(TEXTE FOURNI)

= = = = =

Date. Quelques historiens, en particulier dom VAISSETE, ont fixé au 19 février 1213 la sentence d'Innocent III. Nous suivons sur ce point l'opinion la plus généralement admise, et nous la datons du 19 janvier. Ce fut donc en ce jour que le Pape expédia les trois bulles que nous publions sur cette affaire.

Nous savons dans quelles circonstances et pour quel motif, Marie se rendit à Rome. Deux causes l'y amenaient. D'abord le besoin de défendre ses droits et ceux de son fils, Jacques, sur Montpellier et les autres domaines des Guillems, et ensuite l'affaire du divorce.

Occupons-nous de cette dernière affaire. On connaît les motifs allégués par Pierre: 1o le mariage de Marie avec le comte de Comminges; 2o un empêchement d'affinité avec elle par suite de rapports antérieurs au mariage avec une de ses parentes.

= = = = =

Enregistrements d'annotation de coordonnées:
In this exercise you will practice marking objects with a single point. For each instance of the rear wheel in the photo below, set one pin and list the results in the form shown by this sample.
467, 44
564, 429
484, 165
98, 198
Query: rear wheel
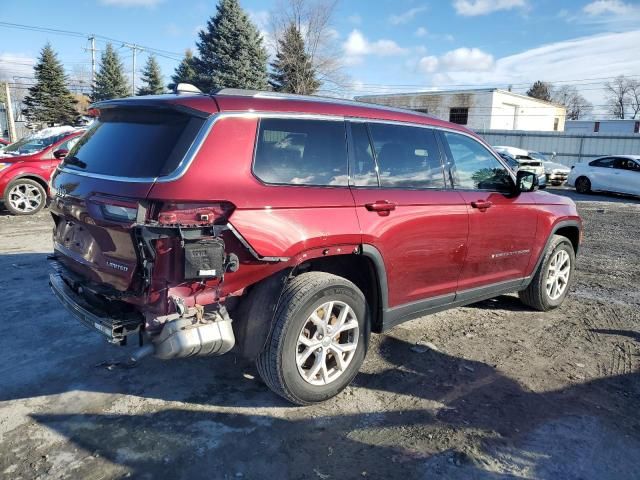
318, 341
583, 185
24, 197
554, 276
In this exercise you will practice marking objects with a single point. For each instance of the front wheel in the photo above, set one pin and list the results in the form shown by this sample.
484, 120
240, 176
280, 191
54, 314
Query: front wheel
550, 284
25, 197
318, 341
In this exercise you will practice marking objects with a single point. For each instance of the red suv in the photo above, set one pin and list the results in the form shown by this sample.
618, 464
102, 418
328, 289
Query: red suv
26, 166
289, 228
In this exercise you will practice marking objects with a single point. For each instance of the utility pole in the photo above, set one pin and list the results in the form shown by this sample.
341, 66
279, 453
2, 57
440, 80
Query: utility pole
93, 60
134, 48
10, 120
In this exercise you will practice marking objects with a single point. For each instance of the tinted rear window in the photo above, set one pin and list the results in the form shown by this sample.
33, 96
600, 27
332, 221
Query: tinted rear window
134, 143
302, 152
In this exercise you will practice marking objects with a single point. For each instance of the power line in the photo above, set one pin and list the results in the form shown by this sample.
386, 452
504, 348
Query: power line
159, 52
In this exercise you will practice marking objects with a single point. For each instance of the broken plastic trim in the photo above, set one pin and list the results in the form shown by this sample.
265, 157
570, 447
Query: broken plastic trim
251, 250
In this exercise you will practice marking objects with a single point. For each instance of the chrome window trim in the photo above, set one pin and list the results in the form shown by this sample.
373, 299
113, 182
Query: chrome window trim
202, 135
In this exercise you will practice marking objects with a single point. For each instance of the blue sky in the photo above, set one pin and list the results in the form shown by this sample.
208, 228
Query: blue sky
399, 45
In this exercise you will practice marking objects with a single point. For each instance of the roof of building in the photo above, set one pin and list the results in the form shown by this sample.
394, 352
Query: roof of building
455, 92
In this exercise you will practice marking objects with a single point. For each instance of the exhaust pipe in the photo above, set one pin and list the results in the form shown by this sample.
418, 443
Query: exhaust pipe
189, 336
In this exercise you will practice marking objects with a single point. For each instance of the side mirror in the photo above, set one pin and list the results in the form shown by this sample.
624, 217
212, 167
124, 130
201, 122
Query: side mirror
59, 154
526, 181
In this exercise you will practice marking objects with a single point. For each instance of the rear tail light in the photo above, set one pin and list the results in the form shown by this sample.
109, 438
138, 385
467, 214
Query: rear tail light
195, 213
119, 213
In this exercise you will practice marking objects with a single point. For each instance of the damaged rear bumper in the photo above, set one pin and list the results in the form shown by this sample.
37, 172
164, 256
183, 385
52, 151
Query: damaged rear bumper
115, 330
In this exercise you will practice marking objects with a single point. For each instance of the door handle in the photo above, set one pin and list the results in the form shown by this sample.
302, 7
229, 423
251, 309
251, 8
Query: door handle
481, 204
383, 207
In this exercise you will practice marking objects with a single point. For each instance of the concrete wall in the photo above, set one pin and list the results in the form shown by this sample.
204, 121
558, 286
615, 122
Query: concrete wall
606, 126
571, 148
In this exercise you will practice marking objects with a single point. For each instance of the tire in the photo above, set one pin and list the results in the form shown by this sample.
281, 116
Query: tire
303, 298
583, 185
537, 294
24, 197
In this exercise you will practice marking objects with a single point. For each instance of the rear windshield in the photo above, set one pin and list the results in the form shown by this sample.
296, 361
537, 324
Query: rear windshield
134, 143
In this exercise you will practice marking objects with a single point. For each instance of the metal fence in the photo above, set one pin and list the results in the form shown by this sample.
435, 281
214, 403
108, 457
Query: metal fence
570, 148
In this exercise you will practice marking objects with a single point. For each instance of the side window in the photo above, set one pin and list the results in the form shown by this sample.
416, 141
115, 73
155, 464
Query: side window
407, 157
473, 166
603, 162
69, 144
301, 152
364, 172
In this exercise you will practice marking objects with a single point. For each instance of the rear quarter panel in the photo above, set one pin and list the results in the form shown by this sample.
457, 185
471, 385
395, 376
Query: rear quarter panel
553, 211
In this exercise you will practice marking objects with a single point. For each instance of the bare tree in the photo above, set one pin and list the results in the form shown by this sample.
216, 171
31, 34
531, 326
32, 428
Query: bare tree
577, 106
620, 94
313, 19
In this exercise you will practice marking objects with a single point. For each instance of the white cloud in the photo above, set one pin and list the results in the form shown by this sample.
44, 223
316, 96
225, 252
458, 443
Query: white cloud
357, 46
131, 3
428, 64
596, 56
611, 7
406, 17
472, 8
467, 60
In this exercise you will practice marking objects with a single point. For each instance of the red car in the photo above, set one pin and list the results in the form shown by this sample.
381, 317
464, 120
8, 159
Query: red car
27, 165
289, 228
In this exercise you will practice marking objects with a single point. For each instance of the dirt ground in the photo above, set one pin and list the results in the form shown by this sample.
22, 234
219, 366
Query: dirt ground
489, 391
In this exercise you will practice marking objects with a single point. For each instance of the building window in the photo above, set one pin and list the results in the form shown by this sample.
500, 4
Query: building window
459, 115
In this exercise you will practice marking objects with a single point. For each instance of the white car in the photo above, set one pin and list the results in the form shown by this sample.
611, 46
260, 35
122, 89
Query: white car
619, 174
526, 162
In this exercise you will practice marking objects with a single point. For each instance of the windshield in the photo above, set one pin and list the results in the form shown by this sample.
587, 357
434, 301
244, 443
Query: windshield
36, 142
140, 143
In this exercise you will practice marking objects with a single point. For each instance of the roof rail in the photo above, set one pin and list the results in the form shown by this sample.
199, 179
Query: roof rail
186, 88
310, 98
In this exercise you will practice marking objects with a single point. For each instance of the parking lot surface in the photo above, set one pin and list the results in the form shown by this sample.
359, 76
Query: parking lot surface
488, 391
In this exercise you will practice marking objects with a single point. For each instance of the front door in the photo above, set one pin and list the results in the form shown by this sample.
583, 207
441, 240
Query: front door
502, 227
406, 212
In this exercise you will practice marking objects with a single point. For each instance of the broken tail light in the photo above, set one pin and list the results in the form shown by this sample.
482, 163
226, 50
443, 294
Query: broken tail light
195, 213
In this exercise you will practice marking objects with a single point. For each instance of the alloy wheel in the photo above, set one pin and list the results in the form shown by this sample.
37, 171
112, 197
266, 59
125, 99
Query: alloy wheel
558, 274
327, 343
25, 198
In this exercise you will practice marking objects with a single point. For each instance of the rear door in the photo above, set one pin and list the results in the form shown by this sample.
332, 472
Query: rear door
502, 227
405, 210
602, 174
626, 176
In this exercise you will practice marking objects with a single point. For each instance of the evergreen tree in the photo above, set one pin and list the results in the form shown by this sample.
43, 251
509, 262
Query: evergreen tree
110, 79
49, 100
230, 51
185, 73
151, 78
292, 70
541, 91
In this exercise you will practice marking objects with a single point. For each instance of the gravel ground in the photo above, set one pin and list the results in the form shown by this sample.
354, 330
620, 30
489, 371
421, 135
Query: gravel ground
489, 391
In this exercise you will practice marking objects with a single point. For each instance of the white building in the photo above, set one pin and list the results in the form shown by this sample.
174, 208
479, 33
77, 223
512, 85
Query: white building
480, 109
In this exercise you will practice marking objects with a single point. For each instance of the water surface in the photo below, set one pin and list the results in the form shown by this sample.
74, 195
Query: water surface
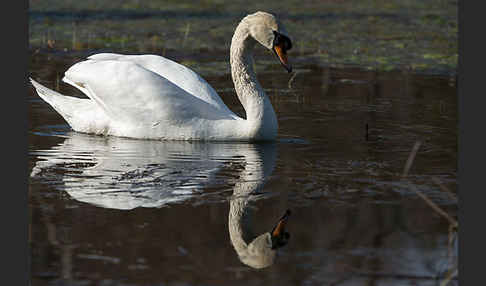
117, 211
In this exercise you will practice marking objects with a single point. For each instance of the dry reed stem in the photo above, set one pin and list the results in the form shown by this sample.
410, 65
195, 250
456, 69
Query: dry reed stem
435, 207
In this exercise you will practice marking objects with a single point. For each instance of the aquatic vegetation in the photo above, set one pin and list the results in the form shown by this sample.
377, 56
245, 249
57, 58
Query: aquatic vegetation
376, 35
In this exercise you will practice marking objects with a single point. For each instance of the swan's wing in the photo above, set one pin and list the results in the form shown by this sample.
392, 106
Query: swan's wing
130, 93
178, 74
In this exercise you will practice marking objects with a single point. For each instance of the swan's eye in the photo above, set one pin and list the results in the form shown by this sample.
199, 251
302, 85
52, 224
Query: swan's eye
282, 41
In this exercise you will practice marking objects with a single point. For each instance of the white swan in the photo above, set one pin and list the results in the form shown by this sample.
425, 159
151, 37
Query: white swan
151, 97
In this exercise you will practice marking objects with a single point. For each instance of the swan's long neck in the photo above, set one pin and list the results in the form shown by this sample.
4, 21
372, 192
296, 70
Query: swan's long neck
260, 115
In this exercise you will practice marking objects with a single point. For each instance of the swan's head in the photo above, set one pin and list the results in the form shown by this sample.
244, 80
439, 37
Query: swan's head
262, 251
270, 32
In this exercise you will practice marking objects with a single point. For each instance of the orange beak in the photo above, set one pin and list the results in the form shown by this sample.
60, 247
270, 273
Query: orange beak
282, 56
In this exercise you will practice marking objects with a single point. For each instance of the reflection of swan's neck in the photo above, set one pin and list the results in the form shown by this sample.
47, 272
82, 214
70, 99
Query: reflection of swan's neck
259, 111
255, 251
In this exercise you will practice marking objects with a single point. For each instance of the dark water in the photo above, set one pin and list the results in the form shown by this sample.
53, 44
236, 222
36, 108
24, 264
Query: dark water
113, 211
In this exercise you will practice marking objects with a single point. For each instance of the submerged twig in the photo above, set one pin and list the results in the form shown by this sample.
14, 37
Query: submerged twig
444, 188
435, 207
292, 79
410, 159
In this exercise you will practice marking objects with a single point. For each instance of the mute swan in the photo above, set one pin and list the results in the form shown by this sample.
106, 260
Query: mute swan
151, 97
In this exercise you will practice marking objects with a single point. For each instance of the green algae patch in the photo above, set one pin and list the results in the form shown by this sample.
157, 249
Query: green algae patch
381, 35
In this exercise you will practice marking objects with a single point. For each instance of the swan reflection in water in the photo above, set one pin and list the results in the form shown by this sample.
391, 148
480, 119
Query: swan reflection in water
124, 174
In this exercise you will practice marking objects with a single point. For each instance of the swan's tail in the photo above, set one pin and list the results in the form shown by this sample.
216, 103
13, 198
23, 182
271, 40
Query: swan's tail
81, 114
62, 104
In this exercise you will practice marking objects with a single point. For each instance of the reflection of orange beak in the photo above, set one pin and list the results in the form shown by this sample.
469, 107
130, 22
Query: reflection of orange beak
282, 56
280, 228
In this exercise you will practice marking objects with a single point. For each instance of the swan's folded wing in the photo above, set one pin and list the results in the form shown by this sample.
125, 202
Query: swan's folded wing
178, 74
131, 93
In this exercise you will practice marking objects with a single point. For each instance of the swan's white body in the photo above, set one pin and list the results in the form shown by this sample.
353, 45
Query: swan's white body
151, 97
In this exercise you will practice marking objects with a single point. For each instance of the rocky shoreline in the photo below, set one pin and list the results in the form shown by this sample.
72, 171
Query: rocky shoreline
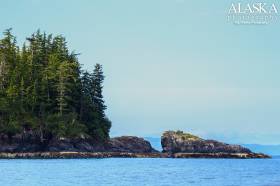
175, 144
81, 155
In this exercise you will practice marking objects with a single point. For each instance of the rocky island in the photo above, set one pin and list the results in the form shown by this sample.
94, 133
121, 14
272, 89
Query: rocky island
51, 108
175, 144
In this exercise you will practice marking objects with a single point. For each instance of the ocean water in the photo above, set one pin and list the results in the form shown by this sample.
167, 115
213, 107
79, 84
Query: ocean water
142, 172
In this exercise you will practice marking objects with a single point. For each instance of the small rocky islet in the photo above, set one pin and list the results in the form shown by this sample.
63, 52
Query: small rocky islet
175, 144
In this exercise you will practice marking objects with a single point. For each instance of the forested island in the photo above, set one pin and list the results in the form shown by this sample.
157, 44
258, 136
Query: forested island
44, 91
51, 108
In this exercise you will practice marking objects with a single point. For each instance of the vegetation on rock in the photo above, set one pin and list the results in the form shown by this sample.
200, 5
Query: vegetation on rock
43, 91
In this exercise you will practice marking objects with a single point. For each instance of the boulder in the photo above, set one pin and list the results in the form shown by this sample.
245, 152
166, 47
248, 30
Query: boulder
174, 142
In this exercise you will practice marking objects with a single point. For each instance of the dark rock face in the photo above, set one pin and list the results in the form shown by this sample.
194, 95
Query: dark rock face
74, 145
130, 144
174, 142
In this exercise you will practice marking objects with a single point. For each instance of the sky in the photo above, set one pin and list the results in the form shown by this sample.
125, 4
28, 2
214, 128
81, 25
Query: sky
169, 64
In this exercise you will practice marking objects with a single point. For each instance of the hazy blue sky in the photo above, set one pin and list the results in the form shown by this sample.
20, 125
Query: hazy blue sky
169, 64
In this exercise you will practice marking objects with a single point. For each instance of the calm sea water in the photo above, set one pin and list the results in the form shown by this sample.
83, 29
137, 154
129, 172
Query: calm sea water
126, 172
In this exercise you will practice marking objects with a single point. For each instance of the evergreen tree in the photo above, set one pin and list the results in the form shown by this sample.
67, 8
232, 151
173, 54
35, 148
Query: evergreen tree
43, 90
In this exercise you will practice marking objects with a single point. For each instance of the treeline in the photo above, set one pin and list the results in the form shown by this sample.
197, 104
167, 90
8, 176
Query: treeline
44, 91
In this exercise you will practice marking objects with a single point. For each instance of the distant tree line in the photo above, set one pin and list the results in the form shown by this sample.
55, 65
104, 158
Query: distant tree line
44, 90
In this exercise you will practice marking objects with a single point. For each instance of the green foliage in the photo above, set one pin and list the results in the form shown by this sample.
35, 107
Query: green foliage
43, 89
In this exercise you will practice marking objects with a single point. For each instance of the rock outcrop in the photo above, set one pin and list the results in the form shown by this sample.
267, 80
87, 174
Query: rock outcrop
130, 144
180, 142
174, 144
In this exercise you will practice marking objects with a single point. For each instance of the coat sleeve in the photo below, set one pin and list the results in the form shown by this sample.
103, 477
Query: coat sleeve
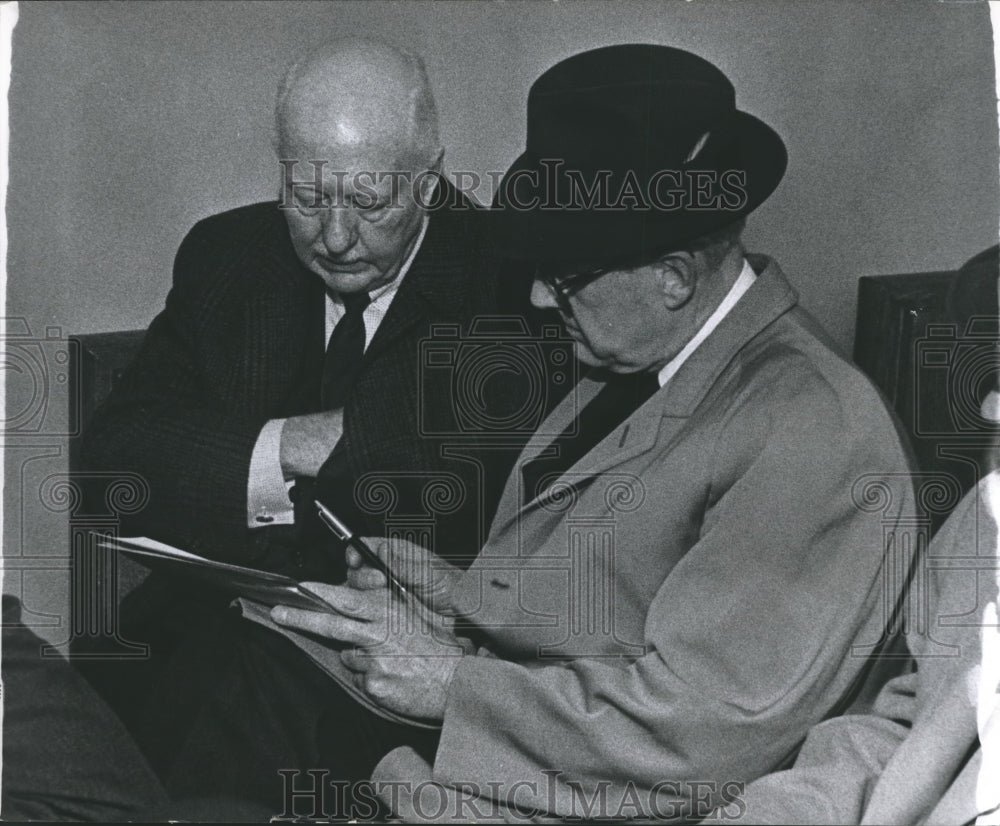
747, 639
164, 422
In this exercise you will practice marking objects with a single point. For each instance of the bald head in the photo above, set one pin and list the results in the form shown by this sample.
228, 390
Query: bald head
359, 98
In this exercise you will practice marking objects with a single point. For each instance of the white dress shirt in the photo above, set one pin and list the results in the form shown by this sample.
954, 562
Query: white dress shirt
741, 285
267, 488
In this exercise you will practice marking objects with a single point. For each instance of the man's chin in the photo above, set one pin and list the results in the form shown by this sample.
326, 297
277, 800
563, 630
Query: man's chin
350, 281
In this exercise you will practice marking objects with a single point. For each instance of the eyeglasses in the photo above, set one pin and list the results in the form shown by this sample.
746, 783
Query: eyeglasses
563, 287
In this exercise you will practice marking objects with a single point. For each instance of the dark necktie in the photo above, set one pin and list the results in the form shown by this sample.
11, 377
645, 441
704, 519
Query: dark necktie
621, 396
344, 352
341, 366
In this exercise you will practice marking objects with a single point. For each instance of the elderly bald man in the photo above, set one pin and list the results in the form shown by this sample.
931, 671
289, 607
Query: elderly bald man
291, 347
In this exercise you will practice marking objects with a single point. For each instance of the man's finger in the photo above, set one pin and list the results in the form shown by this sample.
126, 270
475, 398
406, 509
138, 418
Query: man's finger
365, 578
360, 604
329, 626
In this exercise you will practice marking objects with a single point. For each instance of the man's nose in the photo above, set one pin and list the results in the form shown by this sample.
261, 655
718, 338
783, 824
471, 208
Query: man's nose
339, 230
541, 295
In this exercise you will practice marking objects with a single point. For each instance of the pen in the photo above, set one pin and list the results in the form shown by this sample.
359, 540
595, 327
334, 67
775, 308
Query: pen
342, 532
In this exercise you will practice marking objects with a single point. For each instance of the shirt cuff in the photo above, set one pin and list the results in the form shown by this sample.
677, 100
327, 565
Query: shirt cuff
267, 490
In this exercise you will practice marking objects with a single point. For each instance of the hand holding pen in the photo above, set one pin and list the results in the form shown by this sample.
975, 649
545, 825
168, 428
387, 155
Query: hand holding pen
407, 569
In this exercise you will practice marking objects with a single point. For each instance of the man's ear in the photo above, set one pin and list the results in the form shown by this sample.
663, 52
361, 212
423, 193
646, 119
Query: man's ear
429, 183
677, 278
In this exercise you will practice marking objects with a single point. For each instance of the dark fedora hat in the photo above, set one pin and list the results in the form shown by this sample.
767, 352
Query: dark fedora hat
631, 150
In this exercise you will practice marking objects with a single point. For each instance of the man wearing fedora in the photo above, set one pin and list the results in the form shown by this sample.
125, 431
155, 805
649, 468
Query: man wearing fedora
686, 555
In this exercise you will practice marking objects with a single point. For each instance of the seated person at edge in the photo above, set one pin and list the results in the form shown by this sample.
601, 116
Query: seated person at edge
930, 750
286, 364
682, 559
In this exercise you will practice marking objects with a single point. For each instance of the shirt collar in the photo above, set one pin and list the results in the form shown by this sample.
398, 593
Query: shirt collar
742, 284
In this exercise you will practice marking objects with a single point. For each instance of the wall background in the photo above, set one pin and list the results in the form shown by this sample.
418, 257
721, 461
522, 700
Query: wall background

= = = = =

(CONSIGNES) Reproduisez mot pour mot le passage du texte fourni qui va de « Date. Quelques historiens, en » jusqu'à « de ses parentes. ». Les items ne sont pas utiles pour ce travail.

(RÉSULTAT)
Date. Quelques historiens, en particulier dom VAISSETE, ont fixé au 19 février 1213 la sentence d'Innocent III. Nous suivons sur ce point l'opinion la plus généralement admise, et nous la datons du 19 janvier. Ce fut donc en ce jour que le Pape expédia les trois bulles que nous publions sur cette affaire.

Nous savons dans quelles circonstances et pour quel motif, Marie se rendit à Rome. Deux causes l'y amenaient. D'abord le besoin de défendre ses droits et ceux de son fils, Jacques, sur Montpellier et les autres domaines des Guillems, et ensuite l'affaire du divorce.

Occupons-nous de cette dernière affaire. On connaît les motifs allégués par Pierre: 1o le mariage de Marie avec le comte de Comminges; 2o un empêchement d'affinité avec elle par suite de rapports antérieurs au mariage avec une de ses parentes.